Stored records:

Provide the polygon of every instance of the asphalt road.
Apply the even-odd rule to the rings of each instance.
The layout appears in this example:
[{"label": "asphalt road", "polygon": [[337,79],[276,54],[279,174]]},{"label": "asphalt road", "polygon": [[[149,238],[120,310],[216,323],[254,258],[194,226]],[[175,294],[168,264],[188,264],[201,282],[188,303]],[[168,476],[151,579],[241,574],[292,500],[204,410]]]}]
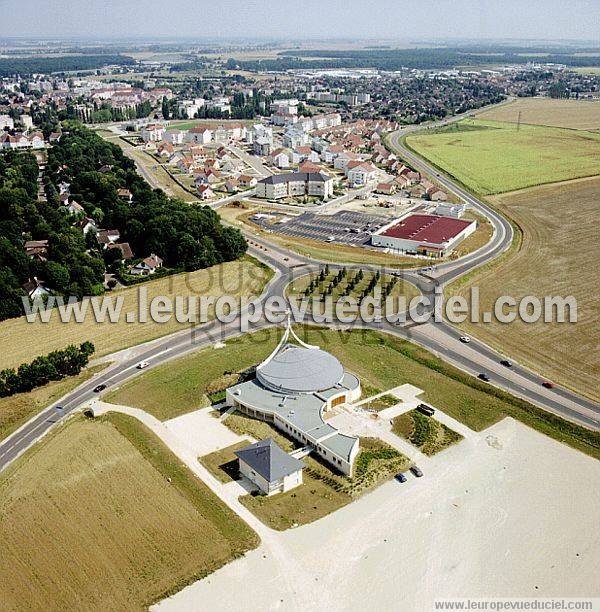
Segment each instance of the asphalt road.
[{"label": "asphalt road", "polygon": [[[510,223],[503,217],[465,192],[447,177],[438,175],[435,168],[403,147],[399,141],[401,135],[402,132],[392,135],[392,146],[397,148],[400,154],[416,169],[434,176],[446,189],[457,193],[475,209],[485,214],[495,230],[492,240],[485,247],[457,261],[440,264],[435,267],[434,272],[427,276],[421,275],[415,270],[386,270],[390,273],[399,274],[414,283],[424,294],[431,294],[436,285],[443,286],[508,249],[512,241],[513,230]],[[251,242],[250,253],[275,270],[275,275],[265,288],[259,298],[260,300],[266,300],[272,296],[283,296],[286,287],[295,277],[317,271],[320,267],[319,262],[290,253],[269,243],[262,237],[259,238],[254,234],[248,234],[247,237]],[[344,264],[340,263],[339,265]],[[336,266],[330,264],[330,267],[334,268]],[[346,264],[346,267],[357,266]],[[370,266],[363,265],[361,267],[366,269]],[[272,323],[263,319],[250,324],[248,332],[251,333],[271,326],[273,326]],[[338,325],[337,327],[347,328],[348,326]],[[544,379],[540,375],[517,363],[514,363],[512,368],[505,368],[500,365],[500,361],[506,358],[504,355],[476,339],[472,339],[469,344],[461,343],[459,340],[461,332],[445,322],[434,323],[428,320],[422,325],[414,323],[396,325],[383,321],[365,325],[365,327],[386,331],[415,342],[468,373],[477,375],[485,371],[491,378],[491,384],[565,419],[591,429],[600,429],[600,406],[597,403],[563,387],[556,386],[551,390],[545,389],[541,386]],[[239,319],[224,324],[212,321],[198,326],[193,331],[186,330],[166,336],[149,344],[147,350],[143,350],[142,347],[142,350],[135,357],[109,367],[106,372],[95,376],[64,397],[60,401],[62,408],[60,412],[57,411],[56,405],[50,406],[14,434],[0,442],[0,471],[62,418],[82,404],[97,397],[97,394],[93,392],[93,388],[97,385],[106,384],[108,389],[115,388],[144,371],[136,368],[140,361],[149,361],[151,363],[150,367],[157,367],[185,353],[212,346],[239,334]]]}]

What you will do: Keeping every word as it is, write out all the data and omit the pictures.

Expected answer:
Provide the polygon of every instance of the asphalt road.
Apply the even-odd rule to the rings of each instance.
The layout appears in this example:
[{"label": "asphalt road", "polygon": [[337,79],[276,54],[279,174]]},{"label": "asphalt road", "polygon": [[[149,238],[120,310],[216,323],[254,258],[194,226]],[[175,294],[168,264],[188,264],[201,282],[188,303]],[[168,476],[151,579],[241,574],[292,500],[204,410]]]}]
Segment each instance of the asphalt road.
[{"label": "asphalt road", "polygon": [[[510,223],[503,217],[465,192],[447,177],[438,175],[435,168],[403,147],[399,141],[401,135],[402,132],[392,135],[392,146],[397,148],[400,154],[416,169],[434,176],[446,189],[457,193],[475,209],[485,214],[495,230],[492,240],[485,247],[457,261],[440,264],[435,267],[434,272],[427,276],[421,275],[415,270],[386,270],[390,273],[399,274],[414,283],[424,294],[431,294],[436,285],[443,286],[508,249],[512,241],[513,230]],[[251,242],[250,253],[275,270],[275,275],[265,288],[259,298],[260,300],[266,300],[272,296],[283,296],[286,287],[295,277],[317,271],[320,267],[319,262],[290,253],[269,243],[262,237],[259,238],[254,234],[248,234],[247,237]],[[344,264],[340,263],[339,265]],[[336,266],[330,264],[330,267],[334,268]],[[346,264],[346,267],[357,266]],[[370,266],[363,265],[361,267],[366,269]],[[272,323],[263,319],[250,324],[248,332],[251,333],[271,326],[273,326]],[[338,325],[337,327],[347,328],[348,326]],[[544,379],[540,375],[517,363],[514,363],[512,368],[505,368],[500,365],[500,361],[506,358],[504,355],[476,339],[472,339],[469,344],[461,343],[459,340],[461,332],[445,322],[434,323],[428,320],[422,325],[414,323],[396,325],[383,321],[365,325],[365,327],[386,331],[415,342],[468,373],[477,375],[485,371],[491,378],[491,384],[565,419],[591,429],[600,429],[600,406],[597,403],[563,387],[556,386],[551,390],[545,389],[541,386]],[[239,319],[224,324],[212,321],[198,326],[193,331],[186,330],[166,336],[149,344],[147,350],[143,350],[142,347],[142,350],[135,357],[109,367],[106,372],[95,376],[64,397],[60,401],[62,408],[60,412],[57,411],[56,405],[50,406],[14,434],[0,442],[0,471],[62,418],[82,404],[97,397],[97,394],[93,392],[93,388],[97,385],[106,384],[108,389],[115,388],[144,371],[136,368],[140,361],[149,361],[151,363],[150,367],[157,367],[185,353],[212,346],[239,334]]]}]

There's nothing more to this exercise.